* [What to do] Pick out every line in the records below that contains the word "brick" and copy each one.

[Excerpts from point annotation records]
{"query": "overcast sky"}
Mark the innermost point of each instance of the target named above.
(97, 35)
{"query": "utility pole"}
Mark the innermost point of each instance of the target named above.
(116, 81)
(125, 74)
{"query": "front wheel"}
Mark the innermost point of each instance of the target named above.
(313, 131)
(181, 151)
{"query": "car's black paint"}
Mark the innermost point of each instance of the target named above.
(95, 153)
* * *
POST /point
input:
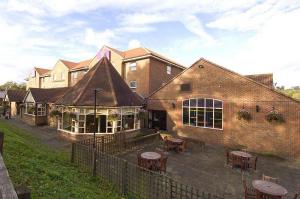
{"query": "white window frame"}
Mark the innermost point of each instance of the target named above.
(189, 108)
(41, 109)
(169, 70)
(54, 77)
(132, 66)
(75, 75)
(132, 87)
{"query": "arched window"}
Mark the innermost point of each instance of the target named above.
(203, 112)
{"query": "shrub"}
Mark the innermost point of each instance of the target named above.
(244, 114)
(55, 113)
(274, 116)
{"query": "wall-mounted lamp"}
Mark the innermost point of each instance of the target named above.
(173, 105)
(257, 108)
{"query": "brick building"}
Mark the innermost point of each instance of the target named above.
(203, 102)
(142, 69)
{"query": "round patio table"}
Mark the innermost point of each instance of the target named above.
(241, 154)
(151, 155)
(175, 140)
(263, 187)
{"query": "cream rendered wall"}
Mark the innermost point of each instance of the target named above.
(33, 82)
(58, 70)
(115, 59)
==
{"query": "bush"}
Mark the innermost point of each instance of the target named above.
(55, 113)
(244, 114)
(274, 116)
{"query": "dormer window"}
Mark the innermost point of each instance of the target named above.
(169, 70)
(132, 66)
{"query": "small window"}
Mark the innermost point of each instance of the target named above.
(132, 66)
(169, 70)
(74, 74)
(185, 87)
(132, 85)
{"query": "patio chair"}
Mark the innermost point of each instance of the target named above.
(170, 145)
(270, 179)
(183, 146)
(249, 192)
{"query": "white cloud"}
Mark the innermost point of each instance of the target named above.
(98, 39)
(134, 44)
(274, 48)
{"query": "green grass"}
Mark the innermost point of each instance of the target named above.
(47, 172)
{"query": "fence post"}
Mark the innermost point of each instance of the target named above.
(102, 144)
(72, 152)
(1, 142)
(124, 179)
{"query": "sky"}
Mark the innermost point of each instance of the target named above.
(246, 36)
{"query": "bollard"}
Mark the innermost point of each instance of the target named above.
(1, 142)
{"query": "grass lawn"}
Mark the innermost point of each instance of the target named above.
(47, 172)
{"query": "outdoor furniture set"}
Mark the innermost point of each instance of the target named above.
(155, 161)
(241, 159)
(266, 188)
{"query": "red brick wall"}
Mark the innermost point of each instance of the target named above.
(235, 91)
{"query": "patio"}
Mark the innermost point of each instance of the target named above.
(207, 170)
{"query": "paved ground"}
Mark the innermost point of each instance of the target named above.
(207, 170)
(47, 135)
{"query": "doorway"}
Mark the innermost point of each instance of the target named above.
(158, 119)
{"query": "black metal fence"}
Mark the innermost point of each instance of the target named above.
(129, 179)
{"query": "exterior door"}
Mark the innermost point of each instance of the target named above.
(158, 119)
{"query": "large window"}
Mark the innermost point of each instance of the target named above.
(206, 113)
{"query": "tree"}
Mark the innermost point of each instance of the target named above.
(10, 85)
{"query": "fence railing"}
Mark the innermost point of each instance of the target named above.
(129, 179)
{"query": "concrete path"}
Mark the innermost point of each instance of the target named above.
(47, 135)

* [Complete response]
{"query": "brick building"}
{"query": "red brick wall"}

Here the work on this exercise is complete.